■ **STORED ROWS**
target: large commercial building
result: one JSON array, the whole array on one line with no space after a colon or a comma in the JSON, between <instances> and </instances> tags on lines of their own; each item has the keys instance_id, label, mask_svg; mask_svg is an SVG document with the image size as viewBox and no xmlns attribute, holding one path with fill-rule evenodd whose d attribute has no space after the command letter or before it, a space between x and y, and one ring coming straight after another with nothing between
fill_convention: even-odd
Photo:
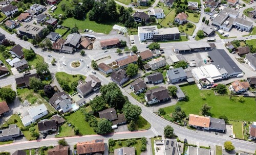
<instances>
[{"instance_id":1,"label":"large commercial building","mask_svg":"<svg viewBox=\"0 0 256 155\"><path fill-rule=\"evenodd\" d=\"M177 28L157 29L156 25L139 27L139 39L140 41L147 39L154 41L175 40L180 38L180 32Z\"/></svg>"}]
</instances>

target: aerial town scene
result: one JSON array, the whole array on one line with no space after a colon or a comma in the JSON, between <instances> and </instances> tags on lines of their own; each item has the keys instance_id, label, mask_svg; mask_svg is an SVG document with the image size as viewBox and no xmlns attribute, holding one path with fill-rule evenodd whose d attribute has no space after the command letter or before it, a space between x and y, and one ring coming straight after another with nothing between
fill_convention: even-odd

■ **EXERCISE AIM**
Reproduce every line of the records above with no changes, leaving the pictures out of your answer.

■ **SOLUTION BELOW**
target: large commercial building
result: one JSON array, the whole array on one line with no space after a colon or a comma in the JSON, between <instances> and </instances> tags on lines of their own; each item has the keys instance_id, label, mask_svg; mask_svg is an SVG document with the image size as viewBox and no xmlns attribute, holding one path with fill-rule evenodd whose d attribute has no space after the command letter or before it, a space between x and y, and one ring coming straight after another with nothing between
fill_convention: even-odd
Photo:
<instances>
[{"instance_id":1,"label":"large commercial building","mask_svg":"<svg viewBox=\"0 0 256 155\"><path fill-rule=\"evenodd\" d=\"M177 28L157 29L156 25L139 27L139 39L140 41L147 39L154 41L175 40L180 38L180 32Z\"/></svg>"}]
</instances>

target: aerial town scene
result: one JSON array, the whole array on one line with no space after a colon or a comma in the JSON, between <instances> and </instances> tags on lines of their own; each item has the keys instance_id, label, mask_svg; mask_svg is an SVG document with the image size as viewBox and no xmlns attribute, holding one path with fill-rule evenodd whose d attribute has no space after the command letter or before it, a space between x and y, and one ring coming straight after another with nothing between
fill_convention: even-odd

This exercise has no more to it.